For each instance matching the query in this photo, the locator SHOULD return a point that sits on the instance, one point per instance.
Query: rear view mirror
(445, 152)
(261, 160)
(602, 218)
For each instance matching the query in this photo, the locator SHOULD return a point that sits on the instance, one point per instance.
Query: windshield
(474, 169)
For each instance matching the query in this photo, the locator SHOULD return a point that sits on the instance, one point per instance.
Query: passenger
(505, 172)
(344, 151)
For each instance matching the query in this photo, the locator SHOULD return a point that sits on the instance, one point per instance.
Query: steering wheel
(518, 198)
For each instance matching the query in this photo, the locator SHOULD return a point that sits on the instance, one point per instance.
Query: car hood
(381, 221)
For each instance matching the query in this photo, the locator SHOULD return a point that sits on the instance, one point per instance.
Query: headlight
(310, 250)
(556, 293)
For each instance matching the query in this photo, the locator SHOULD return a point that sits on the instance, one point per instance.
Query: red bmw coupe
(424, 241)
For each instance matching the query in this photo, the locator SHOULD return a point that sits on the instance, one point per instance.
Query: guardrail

● **Objective**: Render every line of the data above as a numbered list, leaving out any blank lines.

● **Complete response**:
1. For each instance matching the query in this photo, the locator SHOULD return a point that sits on the instance, one point per instance.
2. Query: rear view mirror
3. (445, 152)
4. (261, 160)
5. (602, 218)
6. For each instance matching the query in this photo, the locator SHOULD return a point that sits on the instance, one point per instance.
7. Query: windshield
8. (474, 169)
9. For each instance matching the query in this photo, the locator SHOULD return a point that sits on the instance, one point per instance.
10. Query: passenger
11. (505, 172)
12. (344, 151)
13. For each instance matching the query in this photo, the locator SHOULD return a point that sits on the instance, one point per instance.
14. Query: steering wheel
15. (518, 198)
16. For each instance matching the query in this photo, the locator SHOULD return a point that sits on the instance, one point per instance.
17. Query: car hood
18. (381, 221)
19. For each instance matching the query in this photo, the locator SHOULD return a point that sits on the instance, one point per instance.
20. Query: headlight
21. (310, 250)
22. (556, 293)
23. For each instance matching the query in this photo, the locator SHOULD return a point that sits on the instance, one point per instance.
24. Query: red bmw coupe
25. (424, 241)
26. For each instance matching the query in this photo, the locator SHOULD return a point that sits on the instance, one point per instance.
27. Query: guardrail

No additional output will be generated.